What this task involves> Write out, word for word, only the lines from the one with "Target: smiling mouth" to the end of the data below.
#### Material shown ####
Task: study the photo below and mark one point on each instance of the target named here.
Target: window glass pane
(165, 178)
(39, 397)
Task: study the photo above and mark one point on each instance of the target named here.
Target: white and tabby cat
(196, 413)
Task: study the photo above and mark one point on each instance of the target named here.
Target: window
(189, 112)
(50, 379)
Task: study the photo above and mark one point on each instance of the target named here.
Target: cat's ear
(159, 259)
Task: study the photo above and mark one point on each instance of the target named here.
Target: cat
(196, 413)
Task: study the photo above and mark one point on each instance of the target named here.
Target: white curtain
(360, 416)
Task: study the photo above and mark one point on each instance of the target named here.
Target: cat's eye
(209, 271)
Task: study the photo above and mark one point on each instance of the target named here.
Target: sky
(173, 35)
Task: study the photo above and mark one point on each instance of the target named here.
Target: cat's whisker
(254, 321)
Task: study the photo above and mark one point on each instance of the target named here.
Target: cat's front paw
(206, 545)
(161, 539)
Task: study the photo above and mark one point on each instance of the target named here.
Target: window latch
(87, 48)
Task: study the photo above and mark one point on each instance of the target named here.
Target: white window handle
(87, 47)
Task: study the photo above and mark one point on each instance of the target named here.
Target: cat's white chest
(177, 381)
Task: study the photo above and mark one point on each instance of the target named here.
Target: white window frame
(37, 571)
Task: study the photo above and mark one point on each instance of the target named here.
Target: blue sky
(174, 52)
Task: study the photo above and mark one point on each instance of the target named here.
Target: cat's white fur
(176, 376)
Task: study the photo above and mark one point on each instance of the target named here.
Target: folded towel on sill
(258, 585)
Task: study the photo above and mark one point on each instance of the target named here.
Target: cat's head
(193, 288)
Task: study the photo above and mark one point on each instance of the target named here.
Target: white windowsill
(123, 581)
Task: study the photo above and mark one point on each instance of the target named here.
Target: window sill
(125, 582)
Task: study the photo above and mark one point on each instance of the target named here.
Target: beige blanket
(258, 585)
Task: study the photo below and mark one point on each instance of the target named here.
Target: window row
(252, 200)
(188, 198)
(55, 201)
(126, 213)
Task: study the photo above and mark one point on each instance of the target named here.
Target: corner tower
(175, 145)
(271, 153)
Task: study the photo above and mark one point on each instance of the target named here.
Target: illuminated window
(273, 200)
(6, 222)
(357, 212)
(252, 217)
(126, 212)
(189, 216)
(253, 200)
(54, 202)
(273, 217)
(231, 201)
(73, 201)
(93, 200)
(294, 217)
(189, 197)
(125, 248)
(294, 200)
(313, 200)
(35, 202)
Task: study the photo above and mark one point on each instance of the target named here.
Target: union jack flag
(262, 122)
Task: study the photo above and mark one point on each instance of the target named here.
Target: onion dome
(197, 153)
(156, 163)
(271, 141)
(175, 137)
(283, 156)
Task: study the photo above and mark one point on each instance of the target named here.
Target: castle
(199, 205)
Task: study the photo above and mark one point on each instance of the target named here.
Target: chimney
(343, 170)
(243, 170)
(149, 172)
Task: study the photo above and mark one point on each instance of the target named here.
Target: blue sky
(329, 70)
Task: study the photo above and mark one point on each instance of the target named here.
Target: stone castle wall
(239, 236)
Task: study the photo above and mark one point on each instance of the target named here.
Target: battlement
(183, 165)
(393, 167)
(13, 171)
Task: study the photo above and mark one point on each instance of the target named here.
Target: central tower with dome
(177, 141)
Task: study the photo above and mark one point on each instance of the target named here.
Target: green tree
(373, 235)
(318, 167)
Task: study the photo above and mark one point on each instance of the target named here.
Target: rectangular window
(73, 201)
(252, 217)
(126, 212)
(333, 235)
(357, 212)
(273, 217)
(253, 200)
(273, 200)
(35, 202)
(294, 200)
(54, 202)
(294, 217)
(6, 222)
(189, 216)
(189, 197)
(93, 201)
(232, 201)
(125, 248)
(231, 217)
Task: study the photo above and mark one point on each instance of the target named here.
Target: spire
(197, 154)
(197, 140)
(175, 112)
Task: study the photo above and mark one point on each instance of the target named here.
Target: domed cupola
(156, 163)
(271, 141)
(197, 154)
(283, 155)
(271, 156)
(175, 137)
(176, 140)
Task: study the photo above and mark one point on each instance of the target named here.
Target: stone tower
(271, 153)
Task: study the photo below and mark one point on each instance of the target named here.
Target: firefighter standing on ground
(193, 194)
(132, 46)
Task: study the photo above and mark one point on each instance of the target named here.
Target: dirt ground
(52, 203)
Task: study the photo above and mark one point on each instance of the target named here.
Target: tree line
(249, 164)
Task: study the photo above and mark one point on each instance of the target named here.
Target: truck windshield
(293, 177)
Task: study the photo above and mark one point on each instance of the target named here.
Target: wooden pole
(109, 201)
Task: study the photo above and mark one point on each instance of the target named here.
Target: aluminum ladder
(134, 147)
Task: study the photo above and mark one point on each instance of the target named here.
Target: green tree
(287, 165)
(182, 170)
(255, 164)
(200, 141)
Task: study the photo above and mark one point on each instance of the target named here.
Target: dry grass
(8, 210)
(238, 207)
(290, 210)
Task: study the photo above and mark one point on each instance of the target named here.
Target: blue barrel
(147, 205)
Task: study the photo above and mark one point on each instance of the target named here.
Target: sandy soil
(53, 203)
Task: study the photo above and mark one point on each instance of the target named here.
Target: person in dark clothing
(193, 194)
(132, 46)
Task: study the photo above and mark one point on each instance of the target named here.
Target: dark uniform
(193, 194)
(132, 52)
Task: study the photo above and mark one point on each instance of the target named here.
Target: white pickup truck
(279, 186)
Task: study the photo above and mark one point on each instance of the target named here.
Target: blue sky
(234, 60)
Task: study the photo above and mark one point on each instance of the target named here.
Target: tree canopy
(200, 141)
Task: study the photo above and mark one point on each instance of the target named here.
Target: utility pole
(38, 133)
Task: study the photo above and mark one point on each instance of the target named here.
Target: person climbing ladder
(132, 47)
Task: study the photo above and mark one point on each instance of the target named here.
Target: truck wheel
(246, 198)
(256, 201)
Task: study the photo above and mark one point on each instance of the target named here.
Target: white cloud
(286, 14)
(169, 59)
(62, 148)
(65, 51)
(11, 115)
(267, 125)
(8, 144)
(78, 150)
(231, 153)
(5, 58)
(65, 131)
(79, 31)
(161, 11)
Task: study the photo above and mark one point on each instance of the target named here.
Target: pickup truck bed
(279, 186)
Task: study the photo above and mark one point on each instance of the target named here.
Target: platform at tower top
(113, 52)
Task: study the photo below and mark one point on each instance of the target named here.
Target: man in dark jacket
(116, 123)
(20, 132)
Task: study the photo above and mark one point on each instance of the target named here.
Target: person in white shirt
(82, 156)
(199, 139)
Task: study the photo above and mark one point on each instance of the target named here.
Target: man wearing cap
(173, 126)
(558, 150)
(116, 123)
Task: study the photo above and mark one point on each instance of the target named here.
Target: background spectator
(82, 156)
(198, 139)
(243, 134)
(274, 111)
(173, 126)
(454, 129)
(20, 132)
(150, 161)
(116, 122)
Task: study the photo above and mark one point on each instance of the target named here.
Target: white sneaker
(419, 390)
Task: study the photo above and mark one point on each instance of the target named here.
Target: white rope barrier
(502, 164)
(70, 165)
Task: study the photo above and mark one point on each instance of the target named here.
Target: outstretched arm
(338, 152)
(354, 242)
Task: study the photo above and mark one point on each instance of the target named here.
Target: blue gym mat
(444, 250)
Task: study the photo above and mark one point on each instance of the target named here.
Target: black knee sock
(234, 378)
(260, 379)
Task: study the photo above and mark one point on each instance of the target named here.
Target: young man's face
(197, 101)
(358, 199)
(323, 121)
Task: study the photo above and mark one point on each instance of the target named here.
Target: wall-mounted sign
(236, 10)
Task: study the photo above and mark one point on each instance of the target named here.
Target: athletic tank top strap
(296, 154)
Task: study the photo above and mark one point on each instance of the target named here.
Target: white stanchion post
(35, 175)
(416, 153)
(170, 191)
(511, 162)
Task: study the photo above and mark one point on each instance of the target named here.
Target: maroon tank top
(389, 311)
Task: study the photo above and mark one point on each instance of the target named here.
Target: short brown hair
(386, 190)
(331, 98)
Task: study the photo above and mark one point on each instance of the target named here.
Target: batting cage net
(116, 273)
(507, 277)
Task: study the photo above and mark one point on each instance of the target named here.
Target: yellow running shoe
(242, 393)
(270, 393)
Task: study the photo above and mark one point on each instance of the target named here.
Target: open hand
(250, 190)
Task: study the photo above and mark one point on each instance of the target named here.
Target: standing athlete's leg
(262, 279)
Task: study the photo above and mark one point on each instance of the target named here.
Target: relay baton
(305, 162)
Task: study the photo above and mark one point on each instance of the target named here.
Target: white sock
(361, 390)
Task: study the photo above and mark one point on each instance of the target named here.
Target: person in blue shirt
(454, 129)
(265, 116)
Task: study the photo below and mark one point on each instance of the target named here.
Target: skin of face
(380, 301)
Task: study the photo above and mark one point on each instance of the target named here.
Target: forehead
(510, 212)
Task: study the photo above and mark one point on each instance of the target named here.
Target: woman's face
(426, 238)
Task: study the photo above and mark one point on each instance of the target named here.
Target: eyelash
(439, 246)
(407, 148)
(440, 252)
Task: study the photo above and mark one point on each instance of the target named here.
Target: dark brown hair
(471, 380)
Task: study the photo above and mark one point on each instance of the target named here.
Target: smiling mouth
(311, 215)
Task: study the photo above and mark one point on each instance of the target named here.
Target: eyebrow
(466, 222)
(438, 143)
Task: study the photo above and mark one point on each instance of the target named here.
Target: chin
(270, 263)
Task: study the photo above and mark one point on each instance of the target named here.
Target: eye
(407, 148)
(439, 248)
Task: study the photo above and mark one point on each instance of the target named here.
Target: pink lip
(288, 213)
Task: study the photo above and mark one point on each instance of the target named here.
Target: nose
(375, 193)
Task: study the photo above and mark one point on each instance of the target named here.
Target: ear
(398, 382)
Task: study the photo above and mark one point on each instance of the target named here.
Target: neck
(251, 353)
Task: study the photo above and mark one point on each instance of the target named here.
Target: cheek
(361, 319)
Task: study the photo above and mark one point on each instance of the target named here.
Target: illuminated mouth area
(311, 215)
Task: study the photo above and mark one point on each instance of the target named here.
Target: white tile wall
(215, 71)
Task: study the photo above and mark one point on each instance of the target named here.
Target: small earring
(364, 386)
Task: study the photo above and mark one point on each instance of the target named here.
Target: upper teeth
####
Written solution>
Target: smiling mouth
(311, 215)
Task: study the photo above and mark one point on each instance of the target named here.
Target: eyebrow
(466, 222)
(438, 143)
Task: study the photo above and mark one point on each instance of the target named here.
Target: chin
(270, 263)
Task: study the photo above and mark one point on each instance of the target named here.
Target: eye
(407, 148)
(439, 248)
Task: study the photo above and mark one point on each instance of the target named here.
Target: pink lip
(288, 213)
Task: study the photo above and mark one point on each instance of the target named here.
Target: nose
(375, 193)
Task: study the photo above and mark one point on each instance of the target named here.
Target: ear
(398, 382)
Task: study the photo above and mark one point on each instance of the target named here.
Target: neck
(251, 353)
Task: study the photo above and mark one point on each instance of the target named here.
Target: cheek
(361, 319)
Task: study the photo above and mark one point on each instance of the target named here.
Target: illuminated mouth area
(311, 215)
Task: study the photo above and mark one point on each instance of the target named here.
Target: white tile wall
(215, 71)
Task: study the photo above and mark one point on each instance of the target named here.
Target: small earring
(364, 386)
Task: study the photo above and mark one point on each instance of the target named here.
Target: upper teeth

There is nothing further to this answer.